* [Sayfa alıntısı]:
Kur'an'da bize "bak" denilen ve emredilen ne varsa, manevi sebepler gereği bir nedensellik ile de olsa ezeli ilimle ilahi koruma nimetiyle korunmuştur. Aksi halde bakılması istenen ve emredilen şey, kıyamete kadar insanoğlu tarafından değerlendirmeye alınamazdı. Genel manada kadere iman meselesinde azıcık bile olsa sorun oluştuğunda, Kur'an'da Resule ittiba ile ilgili "bak" denilen ve emredilen konuların hayatın içindeki karşılığının ilahi koruma altına alınmış olmasıyla ilgili ilahi takdire iman ve teslimiyet, büyük bir darbe yemektedir.
Kader meselesiyle ilgili zihinlerde bir sorun oluşmuşsa, bu sorunun çözülmesi adına Allah'ın müdahil olduğu bir ilah inancı kalplere nakşedildikten sonra, Resule ittiba edilmesini sağlayacak bazı ayetler üzerinden bazı açıklamalarının yapılması gerekmektedir.

* [Talimat a]: Kadere iman ve Resule ittiba üzerine olan metinden, "Kader meselesiyle ilgili" sözlerinden başlayıp "açıklamalarının yapılması gerekmektedir." sözleri de dahil olmak üzere olan kısmı aynen kopyalayın.

* [Satırlar]:

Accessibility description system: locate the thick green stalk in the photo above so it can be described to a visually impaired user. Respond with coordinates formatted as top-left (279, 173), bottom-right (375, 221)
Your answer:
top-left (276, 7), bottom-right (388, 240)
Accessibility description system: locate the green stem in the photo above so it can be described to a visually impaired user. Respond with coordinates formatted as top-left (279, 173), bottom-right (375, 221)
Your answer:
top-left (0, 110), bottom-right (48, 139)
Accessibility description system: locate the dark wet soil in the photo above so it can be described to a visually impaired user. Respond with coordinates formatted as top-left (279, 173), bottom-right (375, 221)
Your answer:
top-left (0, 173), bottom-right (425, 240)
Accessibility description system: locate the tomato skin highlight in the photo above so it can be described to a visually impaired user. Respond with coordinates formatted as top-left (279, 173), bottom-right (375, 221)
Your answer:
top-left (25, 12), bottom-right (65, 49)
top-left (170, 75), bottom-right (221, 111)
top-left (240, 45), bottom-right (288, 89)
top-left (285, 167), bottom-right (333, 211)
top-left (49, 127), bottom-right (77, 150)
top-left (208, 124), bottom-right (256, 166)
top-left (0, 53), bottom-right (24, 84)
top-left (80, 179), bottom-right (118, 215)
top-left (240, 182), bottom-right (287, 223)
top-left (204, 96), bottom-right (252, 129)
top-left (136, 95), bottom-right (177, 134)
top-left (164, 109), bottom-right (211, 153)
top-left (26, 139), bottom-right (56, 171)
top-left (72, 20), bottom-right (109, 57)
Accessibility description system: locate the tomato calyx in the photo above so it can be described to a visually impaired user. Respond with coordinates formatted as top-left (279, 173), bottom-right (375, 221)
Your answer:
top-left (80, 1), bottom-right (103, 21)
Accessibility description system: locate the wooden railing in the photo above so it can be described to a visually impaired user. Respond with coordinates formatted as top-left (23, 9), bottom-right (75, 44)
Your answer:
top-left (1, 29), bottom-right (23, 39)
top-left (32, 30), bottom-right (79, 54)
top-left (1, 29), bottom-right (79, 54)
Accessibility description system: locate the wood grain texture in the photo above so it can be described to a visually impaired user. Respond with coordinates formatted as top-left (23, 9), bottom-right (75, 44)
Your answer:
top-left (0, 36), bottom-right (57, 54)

* [Talimat b]: Kayıtlarda "Accessibility description system: locate the tomato skin" ifadesini içeren satırdan "top-left (285, 167), bottom-right (333, 211)" ifadesini içeren satıra kadar, bu satır da dahil, yalnızca bu satırları her satıra bir dize düşecek biçimde JSON listesi olarak ifade edin. Boş satırları listeye almayın.

* [Tam çıktı a]:
Kader meselesiyle ilgili zihinlerde bir sorun oluşmuşsa, bu sorunun çözülmesi adına Allah'ın müdahil olduğu bir ilah inancı kalplere nakşedildikten sonra, Resule ittiba edilmesini sağlayacak bazı ayetler üzerinden bazı açıklamalarının yapılması gerekmektedir.

* [Tam çıktı b]:
[
  "Accessibility description system: locate the tomato skin highlight in the photo above so it can be described to a visually impaired user. Respond with coordinates formatted as top-left (279, 173), bottom-right (375, 221)",
  "Your answer:",
  "top-left (25, 12), bottom-right (65, 49)",
  "top-left (170, 75), bottom-right (221, 111)",
  "top-left (240, 45), bottom-right (288, 89)",
  "top-left (285, 167), bottom-right (333, 211)"
]